__Work required__:
Write out each line exactly as it stands, please.

__Entries supplied__:
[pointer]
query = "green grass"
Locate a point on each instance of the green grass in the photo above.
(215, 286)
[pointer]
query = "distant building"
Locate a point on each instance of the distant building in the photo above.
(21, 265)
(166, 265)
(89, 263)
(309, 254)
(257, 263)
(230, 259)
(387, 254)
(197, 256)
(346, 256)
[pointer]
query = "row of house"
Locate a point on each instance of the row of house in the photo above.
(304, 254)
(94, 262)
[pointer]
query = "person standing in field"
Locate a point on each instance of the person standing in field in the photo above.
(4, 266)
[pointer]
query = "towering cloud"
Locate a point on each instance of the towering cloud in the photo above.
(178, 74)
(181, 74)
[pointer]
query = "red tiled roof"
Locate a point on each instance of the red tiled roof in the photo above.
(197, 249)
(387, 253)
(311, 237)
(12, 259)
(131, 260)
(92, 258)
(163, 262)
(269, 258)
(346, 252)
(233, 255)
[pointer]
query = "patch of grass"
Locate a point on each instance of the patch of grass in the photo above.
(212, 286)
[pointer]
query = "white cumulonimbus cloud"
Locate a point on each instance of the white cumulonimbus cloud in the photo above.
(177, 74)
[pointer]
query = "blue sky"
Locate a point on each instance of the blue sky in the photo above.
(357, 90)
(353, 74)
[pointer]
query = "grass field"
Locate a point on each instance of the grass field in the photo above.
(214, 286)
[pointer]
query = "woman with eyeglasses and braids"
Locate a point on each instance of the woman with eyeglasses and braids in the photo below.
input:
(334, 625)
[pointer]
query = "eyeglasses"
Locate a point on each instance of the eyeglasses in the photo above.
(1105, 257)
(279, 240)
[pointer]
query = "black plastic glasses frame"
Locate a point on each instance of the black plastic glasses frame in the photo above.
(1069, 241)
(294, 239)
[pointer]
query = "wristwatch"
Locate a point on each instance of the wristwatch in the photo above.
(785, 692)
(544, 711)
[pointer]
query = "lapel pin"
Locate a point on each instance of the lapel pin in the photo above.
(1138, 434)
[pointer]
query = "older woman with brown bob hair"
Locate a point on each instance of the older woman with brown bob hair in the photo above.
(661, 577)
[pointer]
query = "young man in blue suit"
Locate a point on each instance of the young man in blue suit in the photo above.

__Output for this exercise__:
[pointer]
query = "green grass"
Locate a point on each instance of the green grass in the photo above.
(215, 286)
[pointer]
query = "distant building"
Locate a point on each instance of the distant building in the photo above.
(21, 265)
(166, 265)
(89, 263)
(309, 254)
(257, 263)
(230, 259)
(387, 254)
(197, 256)
(346, 256)
[pointer]
query = "row of house"
Locate a point on each instance of the row of house in the photo above.
(304, 254)
(94, 262)
[pointer]
query = "person standing in field"
Locate a point on each instance of the person standing in field in the photo above.
(4, 266)
[pointer]
query = "towering cloud"
Locate a point on each instance of the towering cloud in the photo above.
(178, 74)
(181, 74)
[pointer]
query = "red tiled roof"
Locate a point on each instance of the red tiled roof in the photo above.
(197, 249)
(387, 253)
(311, 237)
(12, 259)
(131, 260)
(92, 258)
(163, 262)
(269, 258)
(346, 252)
(233, 255)
[pointer]
query = "patch of grass"
Locate a point on each instance of the patch of grass in the photo above.
(212, 286)
[pointer]
query = "white cumulonimbus cloud"
Locate a point on each instance of the white cumulonimbus cloud in the photo above.
(177, 74)
[pointer]
query = "blue sky"
Locate a point on each instance of the blue sky in the photo above.
(357, 90)
(353, 74)
[pointer]
query = "grass field"
Locate a point on each instance of the grass field in the photo above.
(214, 286)
[pointer]
query = "woman with eyeglasses and braids"
Locate a point on each instance of the woman with eyeglasses and braids in the photo below.
input:
(334, 625)
[pointer]
query = "eyeglasses"
Locate a point on each instance of the eyeglasses in the photo above.
(1105, 257)
(279, 240)
[pointer]
query = "black plastic glasses frame"
Locate a point on each instance of the black plastic glasses frame in the photo above.
(1069, 241)
(294, 239)
[pointer]
query = "wristwatch"
Locate a point on each instance of the wristwatch in the photo above.
(785, 692)
(544, 711)
[pointer]
query = "lapel pin"
Locate a point on each instance of the lapel pin in the photo above.
(1138, 434)
[pointer]
query = "older woman with brown bob hair"
Locate a point on each instance of the older woman with brown bob hair in the photo above.
(661, 577)
[pointer]
query = "young man in blue suit"
Locate a point on each instance of the young man in blue suit in the photo above.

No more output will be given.